### LIST OF TASKS:
A - In the forum thread on changing CVs, reproduce the text between "Just out of" and "be any photos.", inclusive, word for word.
B - How many lines of the records contain the string "thin"? Reply with the number only.

### PAGE:
=-=-=

Just out of curiosity where abouts are you?

If you can wait a few days I should be able to do a full write up of the job with photos and a full list of tools. If you're planning on doing it sooner than that I'll try doing a write up from memory but there won't be any photos.

Tony

Jams
24th December 2010, 06:34 PM
Hey YNOT, that would be orsome if you could a full write up with pics! Im in western suburbs of Vic. I'll keep a keen eye out! Thanks again!!

MudRunnerTD
27th December 2010, 04:56 PM
Hey Jams, did you buy just the CVs or second handies connected to change over axles?

No disrespect intended but changing CVs can get quite involved to be honest and not really where you should "Start" you mechanical education alone in your shed.

Unfortunately, if you do stuff it up you will have a vehicle that is not really drivable and you may need to get a mechanic in, someone like LubeMobile would get you out of trouble if needed though.

Take a look at what Tony puts together for you for sure mate, but be aware this is not a job that should be undertaken lightly.

Good luck.

YNOT
27th December 2010, 11:13 PM
The front diff I was working on for this article was out of a GQ Patrol and was fitted with Nissan manual hubs. The job is the same on GU Patrol with only minor differences in the hub nut area.

Step 1; Jack up front of vehicle and support on jack stands. Remove front wheels.

http://i758.photobucket.com/albums/xx224/tonyh01/CFD.jpg

http://i758.photobucket.com/albums/xx224/tonyh01/CFD2.jpg

Step 2; Remove front brake calliper and mounting frame. Secure the calliper out of the way, I usually zip tie them loosely to the coil spring. DO NOT allow the calliper to hang down on the brake hose. Tools – 7/8 or 22mm socket and short extension bar.

http://i758.photobucket.com/albums/xx224/tonyh01/calliperoff.jpg

Step 3; Remove free wheeling hub. Tools – 8mm allan key.

http://i758.photobucket.com/albums/xx224/tonyh01/FWHoffclose.jpg
The pic above is what you will see behind a Nissan manual hub, with a circlip on the outside of the hub drive gear. For vehicles with auto hubs you will not have the drive gear and will look more like the pic below, with the circlip further in on the splines. For auto hub vehicles, do not loose the spacer/washer behind the circlip.

Step 4; Remove the circlip and (for manual hub vehicles) hub drive gear. Tools – circlip pliers.

=-=-=

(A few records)
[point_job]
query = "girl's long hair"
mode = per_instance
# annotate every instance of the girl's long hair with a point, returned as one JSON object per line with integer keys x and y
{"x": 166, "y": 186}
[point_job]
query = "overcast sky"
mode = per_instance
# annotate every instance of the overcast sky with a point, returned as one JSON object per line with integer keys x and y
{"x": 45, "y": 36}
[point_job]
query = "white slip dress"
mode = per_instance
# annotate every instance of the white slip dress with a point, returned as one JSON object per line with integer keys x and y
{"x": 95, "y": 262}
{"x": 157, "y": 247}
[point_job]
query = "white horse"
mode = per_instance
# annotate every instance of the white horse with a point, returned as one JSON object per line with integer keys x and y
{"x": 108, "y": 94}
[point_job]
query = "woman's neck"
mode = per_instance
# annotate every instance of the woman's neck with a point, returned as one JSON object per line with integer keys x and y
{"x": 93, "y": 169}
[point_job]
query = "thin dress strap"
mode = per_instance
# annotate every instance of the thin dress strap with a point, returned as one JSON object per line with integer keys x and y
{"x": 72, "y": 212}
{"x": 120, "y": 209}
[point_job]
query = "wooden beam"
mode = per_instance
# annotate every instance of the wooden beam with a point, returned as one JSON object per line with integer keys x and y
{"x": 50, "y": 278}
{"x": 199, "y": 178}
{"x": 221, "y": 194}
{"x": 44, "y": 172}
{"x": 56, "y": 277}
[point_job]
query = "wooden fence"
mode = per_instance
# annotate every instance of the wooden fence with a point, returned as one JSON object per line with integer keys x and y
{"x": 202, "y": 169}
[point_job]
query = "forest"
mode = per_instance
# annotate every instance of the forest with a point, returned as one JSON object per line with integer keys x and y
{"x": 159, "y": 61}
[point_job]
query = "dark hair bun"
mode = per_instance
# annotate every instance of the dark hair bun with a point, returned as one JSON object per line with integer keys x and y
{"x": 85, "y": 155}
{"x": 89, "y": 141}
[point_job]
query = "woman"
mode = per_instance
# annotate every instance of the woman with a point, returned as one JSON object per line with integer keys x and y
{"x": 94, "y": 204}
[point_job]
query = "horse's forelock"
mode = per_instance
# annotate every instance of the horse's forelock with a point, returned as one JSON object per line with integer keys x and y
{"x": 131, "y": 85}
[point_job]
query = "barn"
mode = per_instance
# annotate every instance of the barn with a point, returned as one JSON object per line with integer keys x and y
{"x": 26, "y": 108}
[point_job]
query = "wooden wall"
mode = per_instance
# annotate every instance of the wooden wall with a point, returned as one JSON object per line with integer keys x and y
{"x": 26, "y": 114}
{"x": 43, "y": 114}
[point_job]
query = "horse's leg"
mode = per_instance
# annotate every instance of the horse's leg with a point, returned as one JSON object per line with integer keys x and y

=-=-=

### OUTPUTS FOR THE TASKS:
A -
Just out of curiosity where abouts are you?

If you can wait a few days I should be able to do a full write up of the job with photos and a full list of tools. If you're planning on doing it sooner than that I'll try doing a write up from memory but there won't be any photos.

B - 2